Oleh : Danur Wenda Julian Handriansyah,
Seorang anak merupakan harapan bagi kedua orang tuanya, terutama jika ia adalah anak tunggal. Namun, harapan ini tidak selalu sejalan dengan kenyataan bahwa anak tersebut bisa tumbuh berbeda dari harapan orang tua. Saat kedua orang tua mencoba mendidik anak mereka agar menjadi penurut dan seseorang yang bisa mereka banggakan, sang anak malah mungkin memilih untuk melarikan diri dari didikan tersebut dengan fokus pada gadgetnya saja, atau bermain sampai lupa waktu. Hal-hal seperti ini memang menjadi kekhawatiran tersendiri bagi orang tua, mengingat betapa rawannya pengaruh sosial media dan pertemanan jika tidak diawasi dengan baik.
Masalahnya adalah terkadang orang tua sendiri tidak tahu cara mendidik anak yang benar dan sesuai, sehingga timbul sifat-sifat yang tidak diinginkan pada anak. Mereka tidak mau tahu mengapa anaknya sulit untuk diajari dan memilih untuk memarahi atau memberi hukuman yang terkadang tidak ada sangkut pautnya dengan kesalahan yang anak perbuat. Hal ini tentu tidak akan memberikan pelajaran yang diperlukan untuk mengubah perilaku seorang anak. Sebaliknya, tindakan ini memberi kesan bahwa kedua orang tua tidak benar-benar menyayangi anak mereka, sehingga sang anak bukannya menyayangi orang tua dengan tulus, melainkan merasa takut.
Bentuk hukuman yang sering dilakukan orang tua juga terkadang tidak melihat usia anak tersebut, seperti seorang anak usia 6 tahun yang dibentak karena boros menggunakan uang jajannya, yang dimana hal ini memang bukan perilaku yang baik, tetapi alangkah baiknya seorang orang tua bisa memberikan nasihat dan menunjukkan bagaimana pentingnya menjaga uang kita sendiri.

LATIHAN TERTULIS: Perilaku anak apa saja yang dicontohkan dalam teks tentang mendidik anak ini, baik sebagai cara anak melarikan diri dari didikan orang tua maupun sebagai alasan anak dibentak?

(Data yang diambil dari sebuah koleksi)
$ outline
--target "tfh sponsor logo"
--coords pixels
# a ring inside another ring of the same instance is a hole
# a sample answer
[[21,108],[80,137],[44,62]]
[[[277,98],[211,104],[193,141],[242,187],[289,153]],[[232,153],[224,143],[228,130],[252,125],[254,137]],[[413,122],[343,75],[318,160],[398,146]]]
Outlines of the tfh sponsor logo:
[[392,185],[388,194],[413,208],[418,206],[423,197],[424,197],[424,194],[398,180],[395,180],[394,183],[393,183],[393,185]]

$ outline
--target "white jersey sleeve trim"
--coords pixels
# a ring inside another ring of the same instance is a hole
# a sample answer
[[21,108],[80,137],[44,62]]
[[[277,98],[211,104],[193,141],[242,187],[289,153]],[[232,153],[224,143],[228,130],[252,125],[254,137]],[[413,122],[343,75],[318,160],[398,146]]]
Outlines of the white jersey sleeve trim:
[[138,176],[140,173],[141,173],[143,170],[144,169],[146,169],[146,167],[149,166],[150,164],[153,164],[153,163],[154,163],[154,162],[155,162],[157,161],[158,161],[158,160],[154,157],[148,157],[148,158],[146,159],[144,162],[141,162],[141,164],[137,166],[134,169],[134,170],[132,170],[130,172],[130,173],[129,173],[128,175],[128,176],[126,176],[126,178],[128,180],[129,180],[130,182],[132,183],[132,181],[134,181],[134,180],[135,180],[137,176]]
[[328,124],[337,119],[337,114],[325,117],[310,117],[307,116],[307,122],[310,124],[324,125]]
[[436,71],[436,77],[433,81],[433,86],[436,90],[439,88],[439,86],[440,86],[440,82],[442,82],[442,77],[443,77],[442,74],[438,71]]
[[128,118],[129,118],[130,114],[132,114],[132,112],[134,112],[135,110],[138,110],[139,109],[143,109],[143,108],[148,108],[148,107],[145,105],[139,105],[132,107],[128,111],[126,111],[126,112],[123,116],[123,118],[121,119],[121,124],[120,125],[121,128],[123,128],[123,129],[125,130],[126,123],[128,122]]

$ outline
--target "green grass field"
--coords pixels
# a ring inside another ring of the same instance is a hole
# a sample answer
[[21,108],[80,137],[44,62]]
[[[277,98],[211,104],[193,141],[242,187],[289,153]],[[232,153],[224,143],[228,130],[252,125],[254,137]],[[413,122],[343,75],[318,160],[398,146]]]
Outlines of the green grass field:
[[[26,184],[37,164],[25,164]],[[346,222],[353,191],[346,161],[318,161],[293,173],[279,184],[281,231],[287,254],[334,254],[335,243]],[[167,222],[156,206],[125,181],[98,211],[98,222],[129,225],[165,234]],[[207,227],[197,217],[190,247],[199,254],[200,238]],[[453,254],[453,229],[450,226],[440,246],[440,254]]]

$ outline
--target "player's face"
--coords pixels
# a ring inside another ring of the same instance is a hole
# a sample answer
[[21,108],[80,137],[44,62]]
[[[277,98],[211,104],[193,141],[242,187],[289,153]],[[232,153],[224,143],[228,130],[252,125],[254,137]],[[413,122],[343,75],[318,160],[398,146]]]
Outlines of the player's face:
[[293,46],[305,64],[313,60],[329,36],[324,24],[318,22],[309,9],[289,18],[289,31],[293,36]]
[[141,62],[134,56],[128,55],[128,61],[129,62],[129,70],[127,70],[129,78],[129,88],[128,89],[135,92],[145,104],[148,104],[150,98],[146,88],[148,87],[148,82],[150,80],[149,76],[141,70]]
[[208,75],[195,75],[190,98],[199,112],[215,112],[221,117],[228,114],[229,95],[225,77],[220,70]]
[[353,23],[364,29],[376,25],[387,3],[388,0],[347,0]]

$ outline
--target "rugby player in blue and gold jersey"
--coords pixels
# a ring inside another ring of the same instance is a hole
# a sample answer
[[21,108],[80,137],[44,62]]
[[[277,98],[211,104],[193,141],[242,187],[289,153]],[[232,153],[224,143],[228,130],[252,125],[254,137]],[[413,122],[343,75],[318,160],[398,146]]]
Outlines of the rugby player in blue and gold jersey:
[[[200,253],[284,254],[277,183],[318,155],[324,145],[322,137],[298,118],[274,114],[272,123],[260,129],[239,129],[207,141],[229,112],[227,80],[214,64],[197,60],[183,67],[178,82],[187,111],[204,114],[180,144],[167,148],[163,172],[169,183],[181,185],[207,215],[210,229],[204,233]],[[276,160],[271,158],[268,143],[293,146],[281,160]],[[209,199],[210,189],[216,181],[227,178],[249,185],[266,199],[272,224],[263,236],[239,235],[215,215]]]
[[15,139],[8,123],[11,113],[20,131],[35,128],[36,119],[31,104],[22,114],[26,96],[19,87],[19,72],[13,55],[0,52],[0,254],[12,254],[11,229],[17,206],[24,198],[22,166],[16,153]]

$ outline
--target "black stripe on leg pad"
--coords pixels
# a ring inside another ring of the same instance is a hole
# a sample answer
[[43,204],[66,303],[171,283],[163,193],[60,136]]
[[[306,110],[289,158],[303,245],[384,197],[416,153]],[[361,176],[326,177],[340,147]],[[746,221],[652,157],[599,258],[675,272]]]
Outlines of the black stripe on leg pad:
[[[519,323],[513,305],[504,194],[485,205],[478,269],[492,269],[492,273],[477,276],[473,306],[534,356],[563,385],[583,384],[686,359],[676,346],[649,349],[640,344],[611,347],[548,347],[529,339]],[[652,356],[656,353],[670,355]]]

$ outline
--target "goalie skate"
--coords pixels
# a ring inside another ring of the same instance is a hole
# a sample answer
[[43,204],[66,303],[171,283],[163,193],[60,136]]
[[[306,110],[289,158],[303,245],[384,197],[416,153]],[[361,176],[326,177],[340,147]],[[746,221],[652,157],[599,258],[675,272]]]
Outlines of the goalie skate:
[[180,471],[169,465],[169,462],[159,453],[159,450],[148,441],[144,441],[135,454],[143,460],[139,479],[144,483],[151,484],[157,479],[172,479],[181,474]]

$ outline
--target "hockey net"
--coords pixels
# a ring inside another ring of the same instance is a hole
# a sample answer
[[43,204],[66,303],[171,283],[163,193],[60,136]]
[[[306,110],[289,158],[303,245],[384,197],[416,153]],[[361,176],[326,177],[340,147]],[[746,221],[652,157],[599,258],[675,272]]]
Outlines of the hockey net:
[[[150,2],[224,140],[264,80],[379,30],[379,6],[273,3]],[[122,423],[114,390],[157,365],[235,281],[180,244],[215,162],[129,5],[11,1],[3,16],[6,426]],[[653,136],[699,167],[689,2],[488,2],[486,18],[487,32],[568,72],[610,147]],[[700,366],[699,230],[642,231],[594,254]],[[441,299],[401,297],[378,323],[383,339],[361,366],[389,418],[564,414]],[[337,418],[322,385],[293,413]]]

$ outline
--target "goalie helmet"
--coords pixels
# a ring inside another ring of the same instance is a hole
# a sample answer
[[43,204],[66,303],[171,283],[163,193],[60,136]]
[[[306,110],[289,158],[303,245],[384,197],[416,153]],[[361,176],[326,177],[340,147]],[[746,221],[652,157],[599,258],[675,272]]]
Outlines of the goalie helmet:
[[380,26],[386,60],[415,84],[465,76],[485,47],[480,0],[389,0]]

JAWABAN LATIHAN:
- Fokus pada gadgetnya saja
- Bermain sampai lupa waktu
- Boros menggunakan uang jajannya